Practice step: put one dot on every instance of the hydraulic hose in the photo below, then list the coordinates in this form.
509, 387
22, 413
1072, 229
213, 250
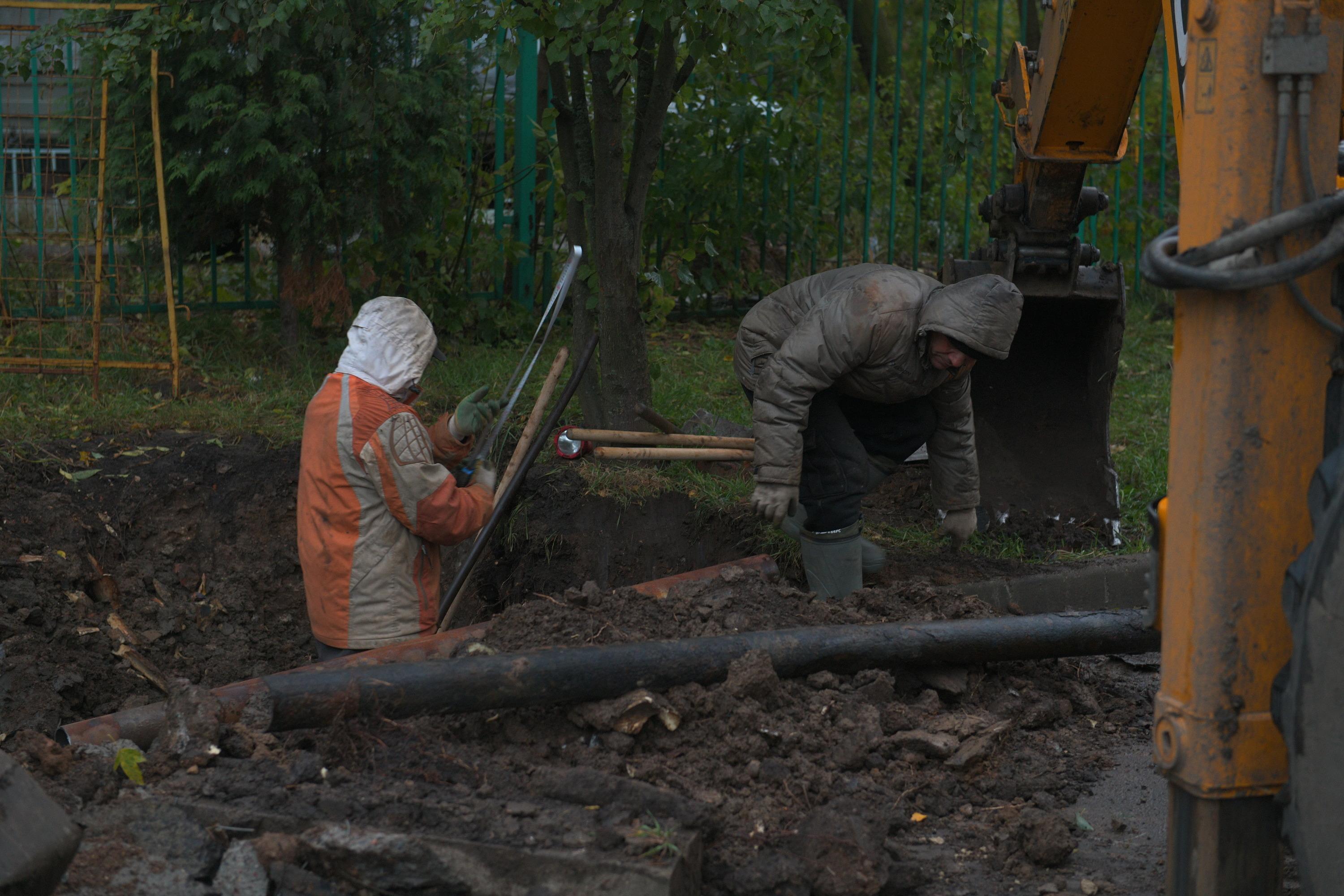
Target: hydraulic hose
1163, 267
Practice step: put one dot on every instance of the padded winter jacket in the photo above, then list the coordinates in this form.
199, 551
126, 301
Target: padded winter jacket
375, 495
863, 330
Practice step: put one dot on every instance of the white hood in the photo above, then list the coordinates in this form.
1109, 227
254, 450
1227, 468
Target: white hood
392, 343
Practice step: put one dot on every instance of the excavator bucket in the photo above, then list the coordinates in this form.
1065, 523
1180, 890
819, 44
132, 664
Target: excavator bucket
1042, 416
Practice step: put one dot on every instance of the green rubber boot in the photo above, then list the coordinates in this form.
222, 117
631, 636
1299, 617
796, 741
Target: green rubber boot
874, 558
834, 560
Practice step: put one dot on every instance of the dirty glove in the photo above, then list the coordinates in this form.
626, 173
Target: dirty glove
484, 476
960, 526
775, 501
474, 414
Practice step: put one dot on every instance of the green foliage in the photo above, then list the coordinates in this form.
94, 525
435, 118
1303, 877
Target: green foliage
128, 762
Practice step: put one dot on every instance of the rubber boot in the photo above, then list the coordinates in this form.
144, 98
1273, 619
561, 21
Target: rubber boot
834, 560
874, 558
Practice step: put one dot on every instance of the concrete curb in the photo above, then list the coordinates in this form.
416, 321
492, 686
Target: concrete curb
1104, 585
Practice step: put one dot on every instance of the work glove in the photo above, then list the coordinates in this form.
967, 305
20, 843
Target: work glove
474, 414
484, 476
959, 524
775, 501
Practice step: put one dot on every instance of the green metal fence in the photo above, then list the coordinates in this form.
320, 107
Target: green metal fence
877, 168
779, 167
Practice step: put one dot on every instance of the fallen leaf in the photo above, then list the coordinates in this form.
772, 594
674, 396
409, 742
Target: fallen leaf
128, 762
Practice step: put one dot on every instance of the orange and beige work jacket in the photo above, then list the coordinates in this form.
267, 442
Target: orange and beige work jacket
374, 500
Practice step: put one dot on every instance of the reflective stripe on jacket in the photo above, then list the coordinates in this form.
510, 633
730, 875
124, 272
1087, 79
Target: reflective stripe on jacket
374, 500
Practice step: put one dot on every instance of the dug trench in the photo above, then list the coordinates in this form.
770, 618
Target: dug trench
181, 548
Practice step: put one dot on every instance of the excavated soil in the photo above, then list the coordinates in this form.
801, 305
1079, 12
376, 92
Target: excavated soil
936, 782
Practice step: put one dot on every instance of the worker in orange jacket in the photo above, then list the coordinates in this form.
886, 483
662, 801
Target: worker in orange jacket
375, 492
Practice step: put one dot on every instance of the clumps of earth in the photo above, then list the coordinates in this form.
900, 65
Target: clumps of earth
885, 782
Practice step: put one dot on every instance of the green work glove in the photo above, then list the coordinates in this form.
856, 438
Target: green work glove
474, 414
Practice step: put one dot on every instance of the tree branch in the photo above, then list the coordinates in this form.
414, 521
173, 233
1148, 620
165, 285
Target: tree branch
667, 78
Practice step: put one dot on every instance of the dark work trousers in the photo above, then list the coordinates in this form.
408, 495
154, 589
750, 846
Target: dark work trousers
842, 433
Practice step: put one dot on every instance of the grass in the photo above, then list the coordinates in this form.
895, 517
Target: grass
241, 382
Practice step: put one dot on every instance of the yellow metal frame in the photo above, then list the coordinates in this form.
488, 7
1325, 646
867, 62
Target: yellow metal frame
29, 365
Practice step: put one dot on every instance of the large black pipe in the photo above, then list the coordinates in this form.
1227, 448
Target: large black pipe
506, 499
573, 675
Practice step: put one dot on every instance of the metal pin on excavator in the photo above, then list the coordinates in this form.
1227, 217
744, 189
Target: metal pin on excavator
1253, 397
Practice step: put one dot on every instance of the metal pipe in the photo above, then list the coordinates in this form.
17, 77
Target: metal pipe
632, 437
547, 677
534, 420
506, 497
144, 723
604, 453
659, 587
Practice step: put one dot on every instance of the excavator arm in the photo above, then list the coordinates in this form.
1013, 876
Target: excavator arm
1257, 390
1042, 417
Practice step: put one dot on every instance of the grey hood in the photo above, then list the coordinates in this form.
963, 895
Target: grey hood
982, 312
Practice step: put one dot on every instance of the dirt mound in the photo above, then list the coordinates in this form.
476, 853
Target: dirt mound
179, 539
883, 782
737, 601
871, 784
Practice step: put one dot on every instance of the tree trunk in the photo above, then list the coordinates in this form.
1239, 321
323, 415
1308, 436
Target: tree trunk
288, 310
616, 244
865, 41
576, 144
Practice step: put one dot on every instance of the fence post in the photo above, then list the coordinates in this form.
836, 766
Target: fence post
788, 205
1139, 175
525, 166
924, 96
896, 135
943, 175
765, 168
994, 104
873, 111
844, 138
816, 189
37, 178
971, 156
1162, 144
499, 163
74, 171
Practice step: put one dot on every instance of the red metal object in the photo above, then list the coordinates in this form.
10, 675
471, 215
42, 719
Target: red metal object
143, 723
762, 563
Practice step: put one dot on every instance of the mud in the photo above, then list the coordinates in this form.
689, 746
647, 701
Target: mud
939, 782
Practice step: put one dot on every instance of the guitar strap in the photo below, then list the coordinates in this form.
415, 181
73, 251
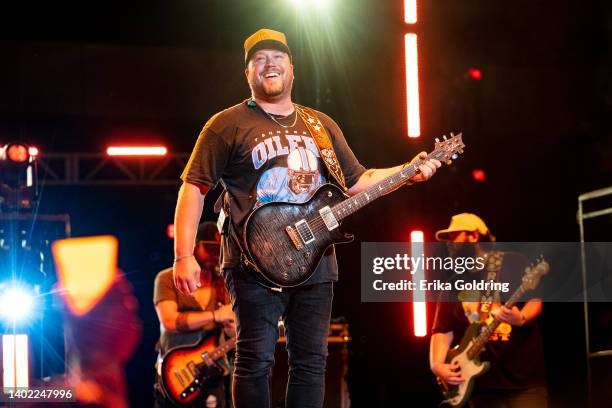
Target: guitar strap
321, 138
494, 264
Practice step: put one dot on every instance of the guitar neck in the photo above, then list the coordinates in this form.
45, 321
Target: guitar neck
480, 341
222, 350
385, 186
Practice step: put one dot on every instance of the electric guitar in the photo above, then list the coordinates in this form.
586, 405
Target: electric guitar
185, 368
285, 242
465, 354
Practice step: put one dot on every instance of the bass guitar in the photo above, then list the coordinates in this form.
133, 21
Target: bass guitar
184, 369
285, 242
465, 355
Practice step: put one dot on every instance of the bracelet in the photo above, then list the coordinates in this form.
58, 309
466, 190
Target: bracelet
178, 258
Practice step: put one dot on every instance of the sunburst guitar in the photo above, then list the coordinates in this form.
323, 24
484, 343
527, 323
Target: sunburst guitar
285, 242
184, 369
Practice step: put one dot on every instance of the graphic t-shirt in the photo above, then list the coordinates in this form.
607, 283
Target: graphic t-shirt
258, 160
515, 352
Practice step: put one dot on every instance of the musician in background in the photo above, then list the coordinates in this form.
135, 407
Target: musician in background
516, 378
185, 319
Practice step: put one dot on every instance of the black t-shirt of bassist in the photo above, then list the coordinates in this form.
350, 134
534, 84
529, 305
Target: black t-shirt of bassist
515, 352
259, 161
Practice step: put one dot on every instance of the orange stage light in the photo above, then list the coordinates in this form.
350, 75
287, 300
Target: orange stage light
479, 175
412, 86
86, 269
410, 15
15, 361
17, 153
419, 306
137, 151
475, 74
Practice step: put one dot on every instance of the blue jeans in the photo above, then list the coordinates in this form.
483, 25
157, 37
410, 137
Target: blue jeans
306, 311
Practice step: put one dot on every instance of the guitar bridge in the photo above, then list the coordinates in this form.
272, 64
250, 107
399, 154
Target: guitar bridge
293, 235
329, 218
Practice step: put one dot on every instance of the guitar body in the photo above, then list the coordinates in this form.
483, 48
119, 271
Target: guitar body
457, 396
185, 368
270, 247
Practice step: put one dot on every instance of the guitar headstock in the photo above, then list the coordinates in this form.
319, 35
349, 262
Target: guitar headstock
534, 273
449, 148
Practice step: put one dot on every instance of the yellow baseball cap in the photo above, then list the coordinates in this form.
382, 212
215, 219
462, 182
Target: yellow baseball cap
263, 39
463, 222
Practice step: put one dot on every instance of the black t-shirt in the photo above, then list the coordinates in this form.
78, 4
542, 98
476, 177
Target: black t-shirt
259, 161
515, 353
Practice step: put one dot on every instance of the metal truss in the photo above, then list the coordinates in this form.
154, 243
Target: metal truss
96, 169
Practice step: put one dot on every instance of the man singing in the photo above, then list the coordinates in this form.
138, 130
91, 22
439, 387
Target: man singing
262, 151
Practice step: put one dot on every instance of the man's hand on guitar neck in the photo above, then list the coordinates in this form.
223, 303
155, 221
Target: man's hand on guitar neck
447, 373
372, 176
186, 274
513, 316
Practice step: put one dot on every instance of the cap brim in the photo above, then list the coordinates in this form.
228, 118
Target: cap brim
443, 235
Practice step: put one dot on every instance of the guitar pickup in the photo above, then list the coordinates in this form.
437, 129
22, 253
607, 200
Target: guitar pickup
293, 236
329, 218
305, 232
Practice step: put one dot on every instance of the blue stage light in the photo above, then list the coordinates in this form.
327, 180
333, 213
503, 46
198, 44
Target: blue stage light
16, 303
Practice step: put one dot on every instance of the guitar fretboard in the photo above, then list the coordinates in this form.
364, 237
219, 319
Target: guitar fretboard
350, 205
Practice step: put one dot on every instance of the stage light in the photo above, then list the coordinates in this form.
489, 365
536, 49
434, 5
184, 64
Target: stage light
33, 151
16, 303
16, 152
479, 175
15, 366
320, 4
170, 231
136, 151
86, 269
410, 16
412, 86
419, 306
475, 74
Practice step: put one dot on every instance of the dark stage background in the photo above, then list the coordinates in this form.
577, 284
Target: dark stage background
78, 77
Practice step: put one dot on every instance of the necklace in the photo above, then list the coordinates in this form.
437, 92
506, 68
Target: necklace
280, 124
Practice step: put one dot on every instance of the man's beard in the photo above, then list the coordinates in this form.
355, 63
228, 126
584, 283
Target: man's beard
270, 91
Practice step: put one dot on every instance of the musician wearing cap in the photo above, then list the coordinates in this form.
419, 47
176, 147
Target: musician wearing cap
188, 318
264, 150
516, 377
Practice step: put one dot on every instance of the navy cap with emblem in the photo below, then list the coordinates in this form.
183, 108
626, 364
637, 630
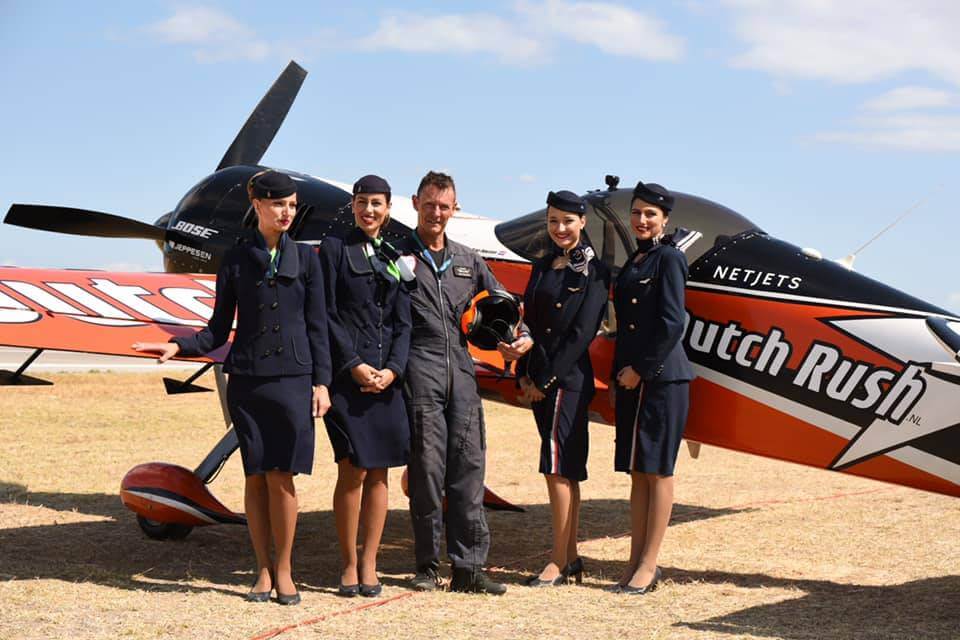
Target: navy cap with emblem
654, 194
272, 184
371, 184
567, 201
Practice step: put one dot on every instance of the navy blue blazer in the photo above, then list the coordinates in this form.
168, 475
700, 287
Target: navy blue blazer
369, 315
563, 321
281, 320
649, 301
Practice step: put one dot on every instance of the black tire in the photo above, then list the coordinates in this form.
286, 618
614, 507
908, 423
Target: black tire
163, 530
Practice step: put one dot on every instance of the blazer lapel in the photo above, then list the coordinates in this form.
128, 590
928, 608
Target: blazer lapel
356, 257
289, 266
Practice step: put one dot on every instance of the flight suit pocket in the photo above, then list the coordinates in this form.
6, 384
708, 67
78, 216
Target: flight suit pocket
416, 429
482, 424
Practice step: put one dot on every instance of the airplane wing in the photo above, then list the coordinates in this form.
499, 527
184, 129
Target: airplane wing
101, 311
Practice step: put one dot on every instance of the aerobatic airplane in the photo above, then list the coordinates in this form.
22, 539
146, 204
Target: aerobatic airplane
797, 357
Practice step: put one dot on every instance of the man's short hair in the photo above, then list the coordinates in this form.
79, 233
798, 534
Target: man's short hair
436, 179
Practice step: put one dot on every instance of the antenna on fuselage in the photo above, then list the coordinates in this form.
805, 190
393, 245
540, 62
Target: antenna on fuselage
848, 261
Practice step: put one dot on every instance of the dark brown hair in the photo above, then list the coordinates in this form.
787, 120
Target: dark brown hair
436, 179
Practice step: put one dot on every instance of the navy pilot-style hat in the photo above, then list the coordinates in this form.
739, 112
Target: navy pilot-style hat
567, 201
371, 184
654, 194
270, 185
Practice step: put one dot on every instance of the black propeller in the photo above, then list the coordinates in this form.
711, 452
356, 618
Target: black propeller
262, 125
247, 148
81, 222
========
_Written request_: Locate the line with "Practice step: put one dot on every instance of the antenna" in the entries above; extract it and every line after it, verbatim.

_Full solution_:
Practice step: put one dot on every instance of the antenna on fuselage in the photo above, then list the coordinates in this form.
805, 190
393, 245
540, 62
Target: antenna on fuselage
848, 261
Practice step: put one dot on every instance of the dark brown hair in the photo above, then list the coordinates in this form.
787, 120
Target: dark brown hair
436, 179
Practice step: put one dot on every instance of the navy pilot-style hat in the photo above, then list the coordinates in this form.
739, 112
Target: navy pilot-style hat
567, 201
371, 184
654, 194
270, 185
Practice step: put one dot on every instance of the black propeller in the photo above, then list the coordinates in this form.
711, 452
356, 618
Target: black propeller
262, 125
247, 148
81, 222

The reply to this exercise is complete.